Loosely based on the 1950s British detective film Sapphire, in which two Scotland Yard detectives investigate the murder of a young woman who is passing for white, Sapphire And The Slave Girl examines the determinants of Sapphire's murder investigation through its cinematic representation. Referencing detectives from Marlowe to Shaft, Sapphire And The Slave Girl enacts its analysis in the persona of the hard-boiled detective in order to highlight transgressions of identity and location.

Public Discourse

Public Discourse is an in-depth study of illegal installation art. The primary focus is on the painting of street signs, advertising manipulation, metal welding, postering and guerrilla art, all performed illegally. Public Discourse is about passionate artists who want their work to be seen by a wide range of people rather than be confined to the systemic structures of galleries and museums.

Pretty Boy

Tension between a man and his handsome young rival (a Ken doll) erupts into violence. Their interaction devolves from a series of tussles to a spanking.

This title is also available on Joe Gibbons Videoworks: Volume 1.

Plot Point

The crowded streets of New York City turn into fictive, cinematographic scenery. Provost is playing with our collective memory, its cinematic codes and narrative languages - questioning the boundaries between a staged, suggested reality and authentic fiction. Although filmed with a hidden camera, Plot Point presents a highly dramatic construction with overly sophisticated images and a subtle but tangible urge in the soundtrack.

untitled part 1: everything and nothing

An intimate dialogue with Soha Bechara, ex-Lebanese National Resistance fighter, in her Paris dorm room. The interview was taped during the last year of the Israeli occupation, one year after her release from captivity in El-Khiam torture and interrogation center (South Lebanon) where she had been detained for 10 years—six in isolation. Revising notions of resistance, survival, and will, the overexposed image of the survivor speaks quietly and directly to the camera—not speaking of the torture, but of separation amd loss; of what is left behind and what remains.

Underground

Each year, more women undergo treatment at hospital emergency surgical services as a result of family violence than rapes, muggings, and car wrecks combined. This startling statistic is the basis for a series of site-specific installations on domestic violence, On The Edge Of Time. Underground, the first installation for the Pittsburgh Three Rivers Art Festival, used three wrecked cars strewn along a 180-foot section of railroad track to reference the history of Abolition and the Underground Railroad, and as metaphors for different aspects of abuse.

Trashing and Gassing in Miami: The 1972 Republican Convention

This tape was shot in August 1972 by the same crew that had convened for pioneer video collective TVTV’s (Top Value Television) project Four More Years. Videotaped at the 1972 Republican Convention, it begins with the cameraman taping from inside the press area, with protestors from the People’s Band outside at the fence. There is footage of girl- and boyscout groups. A group of protestors are shown calling for non-violent blockades of the delegates' entrance. Tear gas is feared, and there are interviews with tear-gassed people and medics.

Torn Between Colors

Using Paper Tiger's unique style of direct address and deconstruction, teenagers from the Bronx ask questions and try to understand the persistence of racial violence in the 1990s. Black and Latino students give a sharp and insightful comparative analysis of the newspaper coverage of two events that were especially traumatic for their community: the January 1990 murder of Yusuf Hawkins by a mob of 30 whites in Bensonhurst, and the Central Park "gang rape" of a white woman by a group of black youth.

super-max

I drove around the U.S. filming these super maximum-security prison buildings the spring and summer after the World Trade Center bombing. I knew that counties within various states had been frantically outbidding each other to get these high-tech gulags to replace the farming and manufacturing jobs that have been lost over the last 25 years. The timing seemed right to remind everyone what we have been doing with our public funding and to draw parallels with the neo-liberal economic policies espoused with variations by the Reagan, Clinton and both Bush administrations.

> [Exercise data]
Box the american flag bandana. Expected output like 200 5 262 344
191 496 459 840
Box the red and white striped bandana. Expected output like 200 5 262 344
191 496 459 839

> [Task 1] Duplicate the passage of the video descriptions starting with "Public Discourse is an" and going on through "to a spanking.".
> [Task 2]
Answer these questions from the video descriptions.
(a) How many wrecked cars did Underground use?
(b) In what month and year was Trashing and Gassing in Miami shot?
(c) For how many years was Soha Bechara detained at the El-Khiam center?
Rely only on the video descriptions.

> [Response box 1]
Public Discourse is an in-depth study of illegal installation art. The primary focus is on the painting of street signs, advertising manipulation, metal welding, postering and guerrilla art, all performed illegally. Public Discourse is about passionate artists who want their work to be seen by a wide range of people rather than be confined to the systemic structures of galleries and museums.

Pretty Boy

Tension between a man and his handsome young rival (a Ken doll) erupts into violence. Their interaction devolves from a series of tussles to a spanking.

> [Response box 2]
(a) Three.
(b) August 1972.
(c) Ten years.